▶ [Work instructions] Copy every line of the data below exactly as it appears, leaving out the pictures.

▶ [Material for the task]
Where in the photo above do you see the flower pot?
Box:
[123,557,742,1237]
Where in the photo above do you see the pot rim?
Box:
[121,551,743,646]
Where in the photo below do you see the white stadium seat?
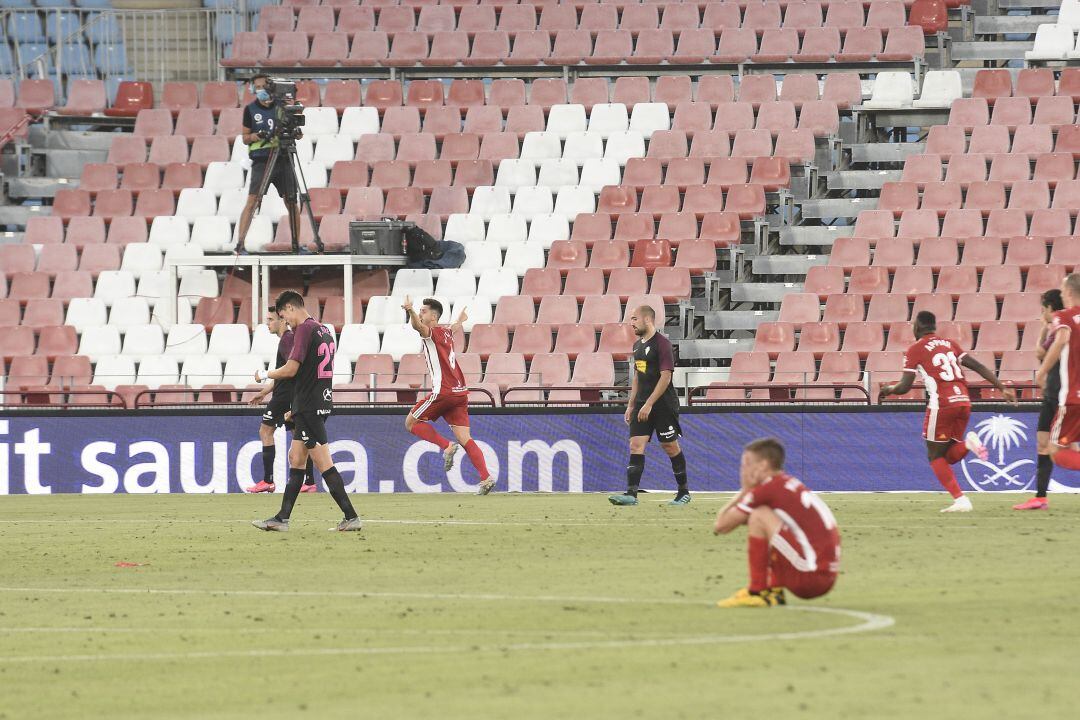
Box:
[589,103,630,140]
[338,107,379,142]
[528,213,570,249]
[147,215,194,247]
[135,354,179,390]
[443,213,486,245]
[487,213,529,247]
[476,267,519,298]
[435,268,476,297]
[379,325,421,363]
[91,353,135,390]
[79,325,120,363]
[64,298,109,332]
[604,130,645,165]
[109,297,150,332]
[165,323,206,357]
[179,355,221,389]
[548,104,589,140]
[206,323,250,358]
[469,185,510,220]
[94,270,135,305]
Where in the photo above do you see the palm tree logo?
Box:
[975,415,1027,465]
[961,415,1035,490]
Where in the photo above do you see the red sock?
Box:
[1054,449,1080,470]
[746,535,769,593]
[930,458,963,498]
[465,440,488,483]
[945,443,968,465]
[413,422,450,450]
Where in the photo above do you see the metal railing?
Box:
[0,2,245,83]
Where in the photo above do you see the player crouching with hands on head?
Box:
[713,438,840,608]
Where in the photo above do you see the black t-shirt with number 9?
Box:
[288,317,337,416]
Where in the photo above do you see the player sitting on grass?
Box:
[402,297,495,495]
[713,438,840,608]
[880,311,1016,513]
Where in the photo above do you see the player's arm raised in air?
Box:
[1035,325,1072,388]
[960,355,1016,403]
[402,295,431,338]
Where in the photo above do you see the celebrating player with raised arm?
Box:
[1035,273,1080,470]
[252,290,362,531]
[713,438,840,608]
[608,305,690,506]
[247,308,315,492]
[402,297,495,495]
[880,311,1016,513]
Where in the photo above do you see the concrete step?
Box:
[753,255,828,275]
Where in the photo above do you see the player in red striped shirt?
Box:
[713,437,840,608]
[1035,273,1080,470]
[880,311,1016,513]
[402,297,495,495]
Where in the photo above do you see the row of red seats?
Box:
[923,125,1080,161]
[804,263,1080,297]
[221,27,926,68]
[852,207,1077,243]
[779,293,1042,329]
[546,240,716,274]
[878,180,1080,217]
[828,236,1080,270]
[900,152,1077,187]
[257,0,907,38]
[754,320,1042,357]
[948,95,1077,133]
[971,68,1080,105]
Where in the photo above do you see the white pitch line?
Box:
[0,606,895,664]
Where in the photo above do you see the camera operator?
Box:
[237,74,300,253]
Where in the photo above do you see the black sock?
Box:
[626,454,645,498]
[669,450,690,498]
[262,445,278,483]
[274,467,303,521]
[1035,456,1054,498]
[323,465,356,520]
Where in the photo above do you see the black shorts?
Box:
[293,412,329,450]
[247,155,296,201]
[1037,394,1057,433]
[262,396,293,431]
[630,403,683,443]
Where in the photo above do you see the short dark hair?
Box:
[1039,287,1065,312]
[423,298,443,317]
[743,437,784,470]
[915,310,937,330]
[273,290,303,313]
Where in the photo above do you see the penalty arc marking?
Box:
[0,587,895,664]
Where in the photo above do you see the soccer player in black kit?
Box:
[252,290,362,532]
[247,308,316,492]
[608,305,690,506]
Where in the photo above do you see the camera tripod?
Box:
[255,139,325,255]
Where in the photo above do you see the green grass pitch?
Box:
[0,492,1080,720]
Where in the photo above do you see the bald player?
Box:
[608,305,690,506]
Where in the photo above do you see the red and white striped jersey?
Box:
[1048,307,1080,405]
[735,473,840,572]
[423,325,468,397]
[904,335,971,410]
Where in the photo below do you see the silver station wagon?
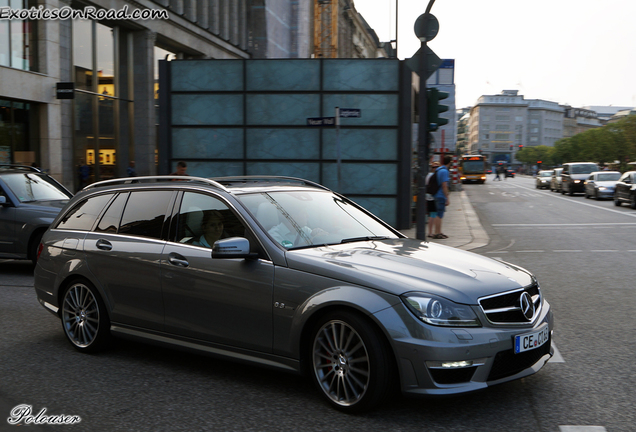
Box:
[35,176,553,412]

▶ [Solution for this exercise]
Where in the photo above do you see the flower pot?
Box:
[123,557,742,1237]
Where in the photo above do you see the pot rim?
Box:
[121,551,743,646]
Where in the photo below do you see the white stadium seat?
Box:
[589,103,630,140]
[338,107,379,142]
[528,213,570,249]
[147,215,194,247]
[135,354,179,390]
[443,213,486,245]
[487,213,529,247]
[476,267,519,298]
[435,268,476,297]
[379,325,421,363]
[91,353,135,390]
[79,325,120,363]
[64,298,109,332]
[604,130,645,165]
[109,297,150,332]
[165,323,206,357]
[179,355,221,389]
[548,104,589,140]
[206,323,250,358]
[469,185,510,220]
[94,270,135,305]
Where in the photo above do you see the palm tree logo?
Box:
[975,415,1027,465]
[961,415,1035,490]
Where in the photo above do you see the red sock?
Box:
[1054,449,1080,470]
[746,535,769,593]
[930,458,963,498]
[465,440,488,483]
[945,443,968,465]
[413,422,450,450]
Where in the photo above do you see the metal railing?
Box:
[0,2,245,83]
Where in the photo above do you see the player crouching with hands on head?
Box:
[713,438,840,608]
Where in the photo above do you see the black t-shirt with number 9?
Box:
[288,317,337,416]
Where in the photo above do you see the player sitting on grass?
Box:
[402,297,495,495]
[713,438,840,608]
[880,311,1016,513]
Where in the photo above do you see the player's arm raised in air?
Box:
[1035,325,1072,388]
[960,355,1016,403]
[402,295,431,338]
Where in the photo above do you see the celebrating player with raised arm?
Box:
[1035,273,1080,470]
[252,290,362,531]
[713,438,840,608]
[608,305,690,506]
[247,308,315,492]
[402,297,495,495]
[880,311,1016,513]
Where in the photo above do you see the concrete step?
Box:
[753,255,828,275]
Where in the photo above do you see the player in red striped shirt?
Box:
[713,437,840,608]
[1035,273,1080,470]
[880,311,1016,513]
[402,297,495,495]
Where in the photo above do you see the row of red seats?
Box:
[923,125,1080,161]
[804,263,1080,297]
[221,27,926,68]
[852,207,1077,243]
[779,293,1042,329]
[546,240,716,274]
[878,180,1080,217]
[828,236,1080,270]
[900,152,1077,187]
[257,0,907,38]
[754,320,1042,357]
[948,95,1077,133]
[971,68,1080,105]
Where in the photo above do you see the white pitch line?
Box:
[0,606,895,664]
Where in the photo above do you see the camera operator?
Box:
[237,74,300,253]
Where in the photo above do you see the black sock?
Box:
[626,454,645,498]
[669,450,690,498]
[262,445,278,483]
[274,467,303,521]
[1035,456,1054,498]
[323,465,356,520]
Where in the photo above do you see the black shorts?
Box:
[293,412,329,450]
[247,155,296,201]
[1037,394,1057,433]
[262,396,293,431]
[630,403,683,443]
Where in the photo above do you see the short dark hair?
Box:
[1039,287,1065,312]
[423,298,443,317]
[743,437,784,470]
[915,310,937,330]
[273,290,303,313]
Where in the photo above do you see the penalty arc marking?
Box:
[0,587,895,664]
Where in the photo above do you see the soccer player in black kit?
Box:
[252,290,362,532]
[247,308,316,492]
[608,305,690,506]
Where in the photo above do you see the camera tripod?
Box:
[255,139,325,255]
Where in the photo above do you see the green grass pitch?
Box:
[0,492,1080,720]
Where in the photo above do you see the bald player?
Box:
[608,305,690,506]
Where in the photo above do you see the red and white striped jersey?
Box:
[1048,307,1080,405]
[735,473,840,572]
[423,325,468,397]
[904,335,971,410]
Where in the photo below do you see the silver station wagon?
Box:
[35,176,553,412]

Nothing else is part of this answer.